--- Stated task ---
Please copy every line of the records below word for word, changing nothing.

Object outline annotations:
____________

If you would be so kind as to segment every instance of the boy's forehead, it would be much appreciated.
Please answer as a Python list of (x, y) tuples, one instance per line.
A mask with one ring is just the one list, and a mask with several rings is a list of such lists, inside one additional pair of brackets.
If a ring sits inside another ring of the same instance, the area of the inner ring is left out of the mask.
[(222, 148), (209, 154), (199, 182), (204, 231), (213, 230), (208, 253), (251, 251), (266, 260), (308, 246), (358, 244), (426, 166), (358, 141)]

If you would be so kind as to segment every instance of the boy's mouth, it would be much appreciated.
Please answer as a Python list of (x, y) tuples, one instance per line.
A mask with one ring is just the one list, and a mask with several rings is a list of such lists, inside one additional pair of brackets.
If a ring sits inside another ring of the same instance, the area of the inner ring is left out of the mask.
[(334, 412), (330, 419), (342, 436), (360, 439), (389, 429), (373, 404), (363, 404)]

____________

--- Result of the exercise ---
If you would be so kind as to segment every instance of the boy's forehead, it would be much appreciated.
Please answer as a Python list of (x, y) tuples, one instance per line.
A mask with one ring is just the one list, and a mask with several rings is a list of such lists, inside one additional pair of brackets.
If a ring sits inside another ring of the same instance, the area of the inner ring is left out of the mask.
[(222, 148), (209, 154), (199, 182), (204, 231), (213, 230), (208, 253), (251, 251), (266, 260), (308, 246), (358, 244), (426, 166), (358, 141)]

If you would be so kind as to segment every instance of the boy's mouth, it would be much appreciated.
Please answer as a Python list of (x, y) tuples, one instance per line.
A mask with one ring is just the one list, and a mask with several rings is a list of such lists, inside one additional pair of brackets.
If a ring sits inside another ring of the same instance, the area of the inner ring is left out of the mask.
[(334, 412), (330, 419), (342, 436), (360, 439), (389, 429), (373, 404), (363, 404)]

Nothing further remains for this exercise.